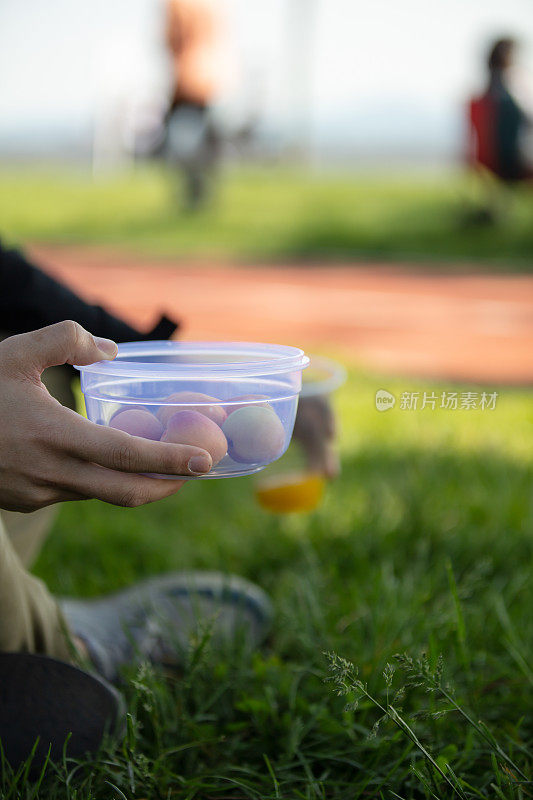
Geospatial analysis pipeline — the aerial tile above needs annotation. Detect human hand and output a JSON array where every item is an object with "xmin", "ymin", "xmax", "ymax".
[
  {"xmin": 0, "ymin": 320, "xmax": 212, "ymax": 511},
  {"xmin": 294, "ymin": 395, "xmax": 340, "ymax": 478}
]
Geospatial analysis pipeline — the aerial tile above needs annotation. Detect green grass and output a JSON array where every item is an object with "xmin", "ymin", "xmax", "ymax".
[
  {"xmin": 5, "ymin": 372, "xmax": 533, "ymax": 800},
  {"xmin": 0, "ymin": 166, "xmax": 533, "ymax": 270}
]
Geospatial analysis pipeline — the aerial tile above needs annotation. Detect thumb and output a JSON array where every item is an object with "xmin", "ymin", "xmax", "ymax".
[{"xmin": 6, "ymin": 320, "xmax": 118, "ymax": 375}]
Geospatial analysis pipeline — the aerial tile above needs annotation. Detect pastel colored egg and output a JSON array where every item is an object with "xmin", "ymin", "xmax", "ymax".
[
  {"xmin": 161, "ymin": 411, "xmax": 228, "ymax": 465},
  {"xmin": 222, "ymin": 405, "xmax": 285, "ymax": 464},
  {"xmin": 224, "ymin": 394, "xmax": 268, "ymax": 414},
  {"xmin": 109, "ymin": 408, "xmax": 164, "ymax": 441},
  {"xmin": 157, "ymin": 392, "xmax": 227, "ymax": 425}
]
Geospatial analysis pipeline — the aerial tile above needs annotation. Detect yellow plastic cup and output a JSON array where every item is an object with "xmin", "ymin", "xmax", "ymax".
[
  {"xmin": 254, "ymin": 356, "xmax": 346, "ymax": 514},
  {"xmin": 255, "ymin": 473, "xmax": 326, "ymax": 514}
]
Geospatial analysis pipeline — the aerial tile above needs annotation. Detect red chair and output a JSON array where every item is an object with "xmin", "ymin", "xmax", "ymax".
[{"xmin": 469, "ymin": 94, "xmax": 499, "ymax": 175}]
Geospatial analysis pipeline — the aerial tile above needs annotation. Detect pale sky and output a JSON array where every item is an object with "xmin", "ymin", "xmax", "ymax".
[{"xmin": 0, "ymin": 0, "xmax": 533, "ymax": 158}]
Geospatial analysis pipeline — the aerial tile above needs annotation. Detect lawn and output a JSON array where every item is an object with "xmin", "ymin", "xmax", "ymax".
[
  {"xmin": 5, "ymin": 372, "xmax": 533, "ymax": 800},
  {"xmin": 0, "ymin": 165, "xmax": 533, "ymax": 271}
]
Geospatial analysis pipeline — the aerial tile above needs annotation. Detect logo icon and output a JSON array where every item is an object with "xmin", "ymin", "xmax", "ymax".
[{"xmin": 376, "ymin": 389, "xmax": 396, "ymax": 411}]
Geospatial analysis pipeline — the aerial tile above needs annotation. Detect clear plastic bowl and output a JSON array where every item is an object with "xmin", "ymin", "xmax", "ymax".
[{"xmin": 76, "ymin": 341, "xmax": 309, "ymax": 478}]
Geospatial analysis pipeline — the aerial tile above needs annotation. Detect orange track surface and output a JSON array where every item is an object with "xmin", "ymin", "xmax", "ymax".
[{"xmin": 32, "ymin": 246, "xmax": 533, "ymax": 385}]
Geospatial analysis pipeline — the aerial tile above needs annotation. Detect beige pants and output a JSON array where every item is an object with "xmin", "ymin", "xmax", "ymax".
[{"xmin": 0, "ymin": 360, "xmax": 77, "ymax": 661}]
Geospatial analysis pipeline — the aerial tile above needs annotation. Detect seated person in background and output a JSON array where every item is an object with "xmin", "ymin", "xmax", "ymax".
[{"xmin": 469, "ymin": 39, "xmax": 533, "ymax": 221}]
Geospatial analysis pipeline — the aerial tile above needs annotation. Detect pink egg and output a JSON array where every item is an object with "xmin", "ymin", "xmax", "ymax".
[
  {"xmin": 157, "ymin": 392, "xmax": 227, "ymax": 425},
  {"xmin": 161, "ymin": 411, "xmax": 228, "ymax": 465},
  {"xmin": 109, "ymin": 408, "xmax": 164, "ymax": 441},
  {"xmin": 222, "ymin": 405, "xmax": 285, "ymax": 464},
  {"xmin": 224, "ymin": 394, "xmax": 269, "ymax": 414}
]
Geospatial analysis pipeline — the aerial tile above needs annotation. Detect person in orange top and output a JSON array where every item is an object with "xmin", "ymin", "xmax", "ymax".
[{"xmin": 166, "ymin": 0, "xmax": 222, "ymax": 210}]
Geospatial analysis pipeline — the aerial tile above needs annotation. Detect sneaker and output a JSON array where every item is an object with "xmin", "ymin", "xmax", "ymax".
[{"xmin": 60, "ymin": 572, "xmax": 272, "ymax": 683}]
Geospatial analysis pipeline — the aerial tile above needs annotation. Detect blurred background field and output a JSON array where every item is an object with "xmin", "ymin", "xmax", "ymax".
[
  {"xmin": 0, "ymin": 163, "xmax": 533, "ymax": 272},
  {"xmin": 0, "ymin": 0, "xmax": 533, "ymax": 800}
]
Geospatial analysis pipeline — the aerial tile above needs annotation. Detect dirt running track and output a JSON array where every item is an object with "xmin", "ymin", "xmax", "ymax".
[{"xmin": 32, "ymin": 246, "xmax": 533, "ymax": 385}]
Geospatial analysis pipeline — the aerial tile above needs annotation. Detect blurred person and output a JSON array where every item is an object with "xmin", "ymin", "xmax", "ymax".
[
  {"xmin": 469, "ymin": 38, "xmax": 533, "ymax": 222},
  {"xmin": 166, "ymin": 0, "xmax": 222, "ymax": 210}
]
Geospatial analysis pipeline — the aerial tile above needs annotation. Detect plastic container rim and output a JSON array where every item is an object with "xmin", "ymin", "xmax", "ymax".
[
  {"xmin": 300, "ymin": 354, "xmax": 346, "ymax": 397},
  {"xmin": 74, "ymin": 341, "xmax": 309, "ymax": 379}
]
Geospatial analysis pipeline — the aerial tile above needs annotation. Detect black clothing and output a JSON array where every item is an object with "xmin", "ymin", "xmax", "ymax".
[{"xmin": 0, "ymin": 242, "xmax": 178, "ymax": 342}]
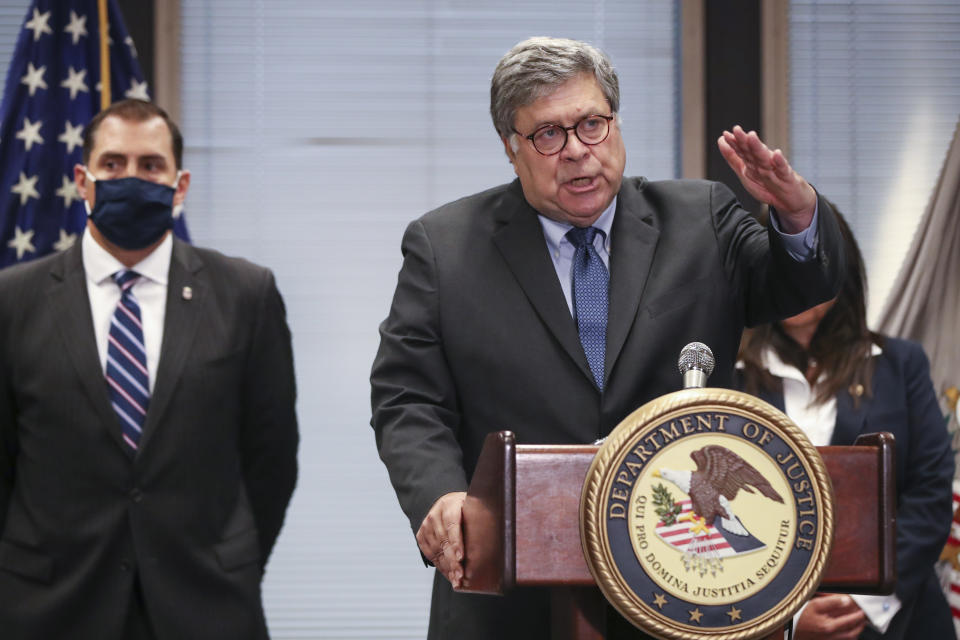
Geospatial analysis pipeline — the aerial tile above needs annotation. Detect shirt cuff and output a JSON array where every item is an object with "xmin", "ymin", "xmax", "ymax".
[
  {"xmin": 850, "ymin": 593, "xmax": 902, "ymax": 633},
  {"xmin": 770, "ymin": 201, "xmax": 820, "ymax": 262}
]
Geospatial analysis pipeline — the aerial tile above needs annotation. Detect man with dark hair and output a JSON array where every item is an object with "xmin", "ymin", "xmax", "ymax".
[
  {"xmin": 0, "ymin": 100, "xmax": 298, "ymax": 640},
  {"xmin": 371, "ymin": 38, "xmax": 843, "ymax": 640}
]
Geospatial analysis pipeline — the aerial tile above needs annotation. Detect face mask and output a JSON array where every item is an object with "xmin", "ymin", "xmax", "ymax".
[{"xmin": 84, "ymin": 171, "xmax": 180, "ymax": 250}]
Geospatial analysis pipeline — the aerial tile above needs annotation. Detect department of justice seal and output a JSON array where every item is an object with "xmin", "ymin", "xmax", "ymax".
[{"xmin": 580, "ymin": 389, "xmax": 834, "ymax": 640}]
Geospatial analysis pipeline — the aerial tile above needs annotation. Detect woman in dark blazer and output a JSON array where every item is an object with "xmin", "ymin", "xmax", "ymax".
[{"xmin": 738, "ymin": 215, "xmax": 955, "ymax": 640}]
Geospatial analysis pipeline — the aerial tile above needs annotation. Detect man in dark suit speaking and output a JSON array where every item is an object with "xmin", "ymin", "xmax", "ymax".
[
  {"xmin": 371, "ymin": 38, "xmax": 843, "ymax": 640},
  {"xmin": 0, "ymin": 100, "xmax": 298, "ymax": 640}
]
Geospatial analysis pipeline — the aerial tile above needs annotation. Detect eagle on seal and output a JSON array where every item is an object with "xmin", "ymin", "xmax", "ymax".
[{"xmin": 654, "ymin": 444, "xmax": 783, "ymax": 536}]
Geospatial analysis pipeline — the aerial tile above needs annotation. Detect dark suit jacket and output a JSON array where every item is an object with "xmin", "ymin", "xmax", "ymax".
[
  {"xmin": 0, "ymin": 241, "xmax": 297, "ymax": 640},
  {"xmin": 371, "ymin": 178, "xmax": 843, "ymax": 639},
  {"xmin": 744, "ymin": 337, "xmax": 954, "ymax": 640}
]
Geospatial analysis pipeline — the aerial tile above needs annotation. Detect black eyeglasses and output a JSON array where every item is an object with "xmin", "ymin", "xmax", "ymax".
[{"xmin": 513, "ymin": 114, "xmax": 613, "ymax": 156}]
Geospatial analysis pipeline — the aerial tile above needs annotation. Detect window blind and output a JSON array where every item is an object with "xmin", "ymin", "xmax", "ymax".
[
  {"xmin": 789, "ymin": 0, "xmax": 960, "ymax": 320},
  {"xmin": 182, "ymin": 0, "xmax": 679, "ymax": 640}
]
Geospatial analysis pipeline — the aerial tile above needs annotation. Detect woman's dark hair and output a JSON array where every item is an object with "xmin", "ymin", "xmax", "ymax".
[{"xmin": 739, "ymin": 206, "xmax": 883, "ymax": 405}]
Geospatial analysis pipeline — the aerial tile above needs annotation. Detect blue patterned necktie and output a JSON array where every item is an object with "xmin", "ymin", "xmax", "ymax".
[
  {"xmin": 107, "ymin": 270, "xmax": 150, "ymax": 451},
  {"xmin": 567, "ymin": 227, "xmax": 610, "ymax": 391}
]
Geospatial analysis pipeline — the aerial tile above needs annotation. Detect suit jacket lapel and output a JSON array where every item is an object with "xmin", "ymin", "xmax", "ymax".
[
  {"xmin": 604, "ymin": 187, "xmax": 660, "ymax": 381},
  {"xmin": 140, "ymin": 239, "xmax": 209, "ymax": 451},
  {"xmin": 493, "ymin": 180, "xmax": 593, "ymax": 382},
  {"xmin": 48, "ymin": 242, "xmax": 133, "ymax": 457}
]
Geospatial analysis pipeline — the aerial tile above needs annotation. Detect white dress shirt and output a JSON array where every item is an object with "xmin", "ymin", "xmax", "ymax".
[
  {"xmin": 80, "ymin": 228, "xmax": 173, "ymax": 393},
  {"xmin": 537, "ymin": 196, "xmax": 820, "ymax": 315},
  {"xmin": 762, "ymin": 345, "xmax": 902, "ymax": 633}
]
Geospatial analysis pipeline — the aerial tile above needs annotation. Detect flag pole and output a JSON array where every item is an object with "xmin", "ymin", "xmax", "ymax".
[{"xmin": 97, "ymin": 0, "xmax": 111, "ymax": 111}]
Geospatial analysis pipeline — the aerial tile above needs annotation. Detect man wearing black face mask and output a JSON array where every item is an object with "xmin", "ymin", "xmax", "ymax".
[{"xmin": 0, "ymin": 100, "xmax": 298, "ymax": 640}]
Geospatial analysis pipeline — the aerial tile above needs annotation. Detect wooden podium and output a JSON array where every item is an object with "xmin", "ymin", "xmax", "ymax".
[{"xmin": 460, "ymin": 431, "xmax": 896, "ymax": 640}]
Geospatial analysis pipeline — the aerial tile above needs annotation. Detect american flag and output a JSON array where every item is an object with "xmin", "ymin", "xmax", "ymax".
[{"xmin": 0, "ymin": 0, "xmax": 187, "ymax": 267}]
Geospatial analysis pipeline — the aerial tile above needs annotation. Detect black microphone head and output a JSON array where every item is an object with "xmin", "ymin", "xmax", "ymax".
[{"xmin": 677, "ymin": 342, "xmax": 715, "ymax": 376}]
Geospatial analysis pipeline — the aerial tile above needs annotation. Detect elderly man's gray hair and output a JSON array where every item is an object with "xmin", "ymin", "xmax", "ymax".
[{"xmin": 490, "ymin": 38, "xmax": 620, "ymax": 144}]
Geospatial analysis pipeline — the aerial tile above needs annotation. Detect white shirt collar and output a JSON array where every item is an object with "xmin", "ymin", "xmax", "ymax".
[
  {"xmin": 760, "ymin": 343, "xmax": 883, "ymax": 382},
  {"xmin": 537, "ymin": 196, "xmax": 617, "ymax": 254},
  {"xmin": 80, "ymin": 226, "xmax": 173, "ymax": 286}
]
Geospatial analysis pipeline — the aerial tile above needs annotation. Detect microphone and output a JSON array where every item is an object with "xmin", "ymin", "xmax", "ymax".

--*--

## Aufgabe
Nenne jede Zeile der Einträge oben, in der die Zeichenfolge „seal“ vorkommt, und gib sie vollständig wieder.

## Lösungsweg
Geospatial analysis pipeline — the aerial tile above needs annotation. Detect department of justice seal and output a JSON array where every item is an object with "xmin", "ymin", "xmax", "ymax".
Geospatial analysis pipeline — the aerial tile above needs annotation. Detect eagle on seal and output a JSON array where every item is an object with "xmin", "ymin", "xmax", "ymax".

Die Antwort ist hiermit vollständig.